» **Exercise directions**
Write out, unchanged, the lines from the one holding "In this exercise you will annotate the flagpole, setting" to the close of the listing. Both the first and last lines belong in it.

** start Working data **

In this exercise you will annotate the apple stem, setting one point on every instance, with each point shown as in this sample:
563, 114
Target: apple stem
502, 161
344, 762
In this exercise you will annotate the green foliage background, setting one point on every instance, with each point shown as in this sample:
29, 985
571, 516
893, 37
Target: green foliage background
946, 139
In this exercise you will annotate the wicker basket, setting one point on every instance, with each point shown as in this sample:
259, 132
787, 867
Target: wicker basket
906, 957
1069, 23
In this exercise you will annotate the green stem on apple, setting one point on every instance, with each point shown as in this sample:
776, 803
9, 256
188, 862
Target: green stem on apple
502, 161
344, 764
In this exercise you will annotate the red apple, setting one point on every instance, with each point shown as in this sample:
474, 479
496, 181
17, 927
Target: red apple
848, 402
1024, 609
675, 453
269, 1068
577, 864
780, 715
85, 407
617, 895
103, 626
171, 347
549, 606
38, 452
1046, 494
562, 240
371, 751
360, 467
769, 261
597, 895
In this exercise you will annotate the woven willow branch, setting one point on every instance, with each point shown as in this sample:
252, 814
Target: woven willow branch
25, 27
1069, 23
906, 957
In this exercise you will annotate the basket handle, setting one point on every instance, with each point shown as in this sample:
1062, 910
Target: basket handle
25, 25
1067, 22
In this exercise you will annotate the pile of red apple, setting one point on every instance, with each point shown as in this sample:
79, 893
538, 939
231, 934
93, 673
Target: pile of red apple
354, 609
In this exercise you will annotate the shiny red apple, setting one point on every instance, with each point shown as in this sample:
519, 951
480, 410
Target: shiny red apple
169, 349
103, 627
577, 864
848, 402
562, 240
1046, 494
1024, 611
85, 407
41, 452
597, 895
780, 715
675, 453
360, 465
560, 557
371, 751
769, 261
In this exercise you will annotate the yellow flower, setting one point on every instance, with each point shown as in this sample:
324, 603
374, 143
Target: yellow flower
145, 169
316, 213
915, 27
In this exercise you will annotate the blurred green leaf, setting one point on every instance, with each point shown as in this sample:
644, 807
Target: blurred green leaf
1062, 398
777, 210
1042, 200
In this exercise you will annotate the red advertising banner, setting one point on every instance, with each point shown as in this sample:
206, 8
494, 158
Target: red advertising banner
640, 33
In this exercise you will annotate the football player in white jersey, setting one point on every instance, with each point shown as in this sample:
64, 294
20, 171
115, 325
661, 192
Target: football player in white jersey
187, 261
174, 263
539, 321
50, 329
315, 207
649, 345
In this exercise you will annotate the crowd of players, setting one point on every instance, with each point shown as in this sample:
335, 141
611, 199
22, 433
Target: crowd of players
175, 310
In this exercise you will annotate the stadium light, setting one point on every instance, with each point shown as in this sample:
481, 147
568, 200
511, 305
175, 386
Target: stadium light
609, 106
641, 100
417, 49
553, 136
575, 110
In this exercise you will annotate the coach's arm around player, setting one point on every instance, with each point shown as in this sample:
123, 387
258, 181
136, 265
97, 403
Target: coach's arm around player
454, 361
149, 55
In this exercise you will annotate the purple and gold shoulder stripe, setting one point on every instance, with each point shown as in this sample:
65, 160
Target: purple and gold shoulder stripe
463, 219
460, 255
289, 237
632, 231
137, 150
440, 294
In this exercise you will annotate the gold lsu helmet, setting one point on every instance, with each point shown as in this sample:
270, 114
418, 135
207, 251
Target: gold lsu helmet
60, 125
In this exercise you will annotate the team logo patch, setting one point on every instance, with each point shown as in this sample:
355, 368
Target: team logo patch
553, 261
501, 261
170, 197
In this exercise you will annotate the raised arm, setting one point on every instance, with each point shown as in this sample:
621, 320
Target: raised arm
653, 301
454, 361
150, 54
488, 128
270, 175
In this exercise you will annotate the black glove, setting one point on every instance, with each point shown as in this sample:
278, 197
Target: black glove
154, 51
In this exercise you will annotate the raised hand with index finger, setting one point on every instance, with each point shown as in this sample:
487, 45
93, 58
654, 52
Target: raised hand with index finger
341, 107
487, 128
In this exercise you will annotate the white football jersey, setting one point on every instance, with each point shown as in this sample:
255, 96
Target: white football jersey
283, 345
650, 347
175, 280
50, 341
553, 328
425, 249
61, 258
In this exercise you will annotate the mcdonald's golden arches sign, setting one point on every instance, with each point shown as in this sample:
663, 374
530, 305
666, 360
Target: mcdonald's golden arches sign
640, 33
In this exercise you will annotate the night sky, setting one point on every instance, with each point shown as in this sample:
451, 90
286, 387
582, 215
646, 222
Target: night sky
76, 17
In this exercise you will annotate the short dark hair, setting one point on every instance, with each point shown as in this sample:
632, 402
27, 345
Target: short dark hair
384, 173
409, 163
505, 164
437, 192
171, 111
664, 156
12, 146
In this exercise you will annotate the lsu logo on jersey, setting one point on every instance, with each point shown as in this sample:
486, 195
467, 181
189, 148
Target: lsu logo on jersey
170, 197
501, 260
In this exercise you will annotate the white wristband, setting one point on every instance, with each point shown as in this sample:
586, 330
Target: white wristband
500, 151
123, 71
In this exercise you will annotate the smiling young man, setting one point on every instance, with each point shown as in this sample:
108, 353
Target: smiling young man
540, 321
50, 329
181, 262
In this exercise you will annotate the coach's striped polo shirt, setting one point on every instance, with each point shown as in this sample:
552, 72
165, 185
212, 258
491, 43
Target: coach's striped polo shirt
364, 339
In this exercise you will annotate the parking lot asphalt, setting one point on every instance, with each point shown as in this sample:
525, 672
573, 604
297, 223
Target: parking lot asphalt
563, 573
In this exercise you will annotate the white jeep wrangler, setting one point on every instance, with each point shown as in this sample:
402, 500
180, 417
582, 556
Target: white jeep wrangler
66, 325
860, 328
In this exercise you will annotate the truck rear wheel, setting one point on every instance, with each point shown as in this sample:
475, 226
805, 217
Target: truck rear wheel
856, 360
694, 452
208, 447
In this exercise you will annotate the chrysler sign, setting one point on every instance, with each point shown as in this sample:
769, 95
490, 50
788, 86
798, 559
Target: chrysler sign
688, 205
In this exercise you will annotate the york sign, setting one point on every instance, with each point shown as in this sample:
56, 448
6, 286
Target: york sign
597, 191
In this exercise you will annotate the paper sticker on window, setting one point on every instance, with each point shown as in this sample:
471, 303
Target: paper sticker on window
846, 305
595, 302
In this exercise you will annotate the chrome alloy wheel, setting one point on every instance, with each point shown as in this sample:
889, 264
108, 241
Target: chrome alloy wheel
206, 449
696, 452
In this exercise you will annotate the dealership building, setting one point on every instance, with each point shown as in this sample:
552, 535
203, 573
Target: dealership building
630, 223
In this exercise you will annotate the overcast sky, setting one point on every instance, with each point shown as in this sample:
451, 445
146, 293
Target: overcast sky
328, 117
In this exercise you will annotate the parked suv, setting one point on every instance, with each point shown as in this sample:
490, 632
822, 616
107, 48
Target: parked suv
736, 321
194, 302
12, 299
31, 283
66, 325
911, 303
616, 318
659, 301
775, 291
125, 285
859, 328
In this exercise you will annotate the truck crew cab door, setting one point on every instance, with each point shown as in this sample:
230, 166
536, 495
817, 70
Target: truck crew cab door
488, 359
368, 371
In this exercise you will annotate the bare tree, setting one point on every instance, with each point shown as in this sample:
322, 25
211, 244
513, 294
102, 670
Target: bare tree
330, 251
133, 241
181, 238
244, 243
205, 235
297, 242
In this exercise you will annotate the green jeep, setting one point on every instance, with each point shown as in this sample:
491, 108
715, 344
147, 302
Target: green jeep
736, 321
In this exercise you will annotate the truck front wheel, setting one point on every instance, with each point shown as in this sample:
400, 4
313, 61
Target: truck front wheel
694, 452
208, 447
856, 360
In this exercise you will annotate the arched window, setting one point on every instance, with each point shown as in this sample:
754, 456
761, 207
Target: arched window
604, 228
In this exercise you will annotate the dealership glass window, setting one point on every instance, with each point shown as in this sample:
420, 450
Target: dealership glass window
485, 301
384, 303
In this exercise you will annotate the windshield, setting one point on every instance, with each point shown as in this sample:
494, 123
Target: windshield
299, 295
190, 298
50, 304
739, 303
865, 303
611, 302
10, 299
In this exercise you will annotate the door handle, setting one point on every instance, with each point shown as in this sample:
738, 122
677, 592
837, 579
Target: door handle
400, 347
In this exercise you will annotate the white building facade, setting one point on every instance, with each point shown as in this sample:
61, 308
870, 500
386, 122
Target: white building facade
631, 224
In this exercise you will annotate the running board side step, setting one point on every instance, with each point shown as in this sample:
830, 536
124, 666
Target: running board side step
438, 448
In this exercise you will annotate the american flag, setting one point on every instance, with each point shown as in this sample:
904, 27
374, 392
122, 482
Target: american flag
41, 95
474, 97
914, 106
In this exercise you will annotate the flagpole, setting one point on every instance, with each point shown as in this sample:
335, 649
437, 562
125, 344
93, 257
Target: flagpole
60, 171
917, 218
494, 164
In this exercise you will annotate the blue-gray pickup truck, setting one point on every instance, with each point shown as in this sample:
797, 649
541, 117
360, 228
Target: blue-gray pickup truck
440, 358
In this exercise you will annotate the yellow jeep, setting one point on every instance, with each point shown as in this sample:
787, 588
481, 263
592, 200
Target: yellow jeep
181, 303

** end Working data **

» **Expected answer**
In this exercise you will annotate the flagpole, setting one point on every instance, with each point shown as in this sample:
335, 649
437, 562
125, 344
93, 257
Target: flagpole
60, 171
917, 218
494, 164
In this exercise you will annotate the blue-gray pickup truck, setting one point on every instance, with each point shown as in this sample:
797, 649
541, 117
360, 228
Target: blue-gray pickup truck
440, 358
In this exercise you will annotate the yellow jeep, setting one point on every instance, with each point shown as in this sample:
787, 588
481, 263
592, 200
Target: yellow jeep
181, 303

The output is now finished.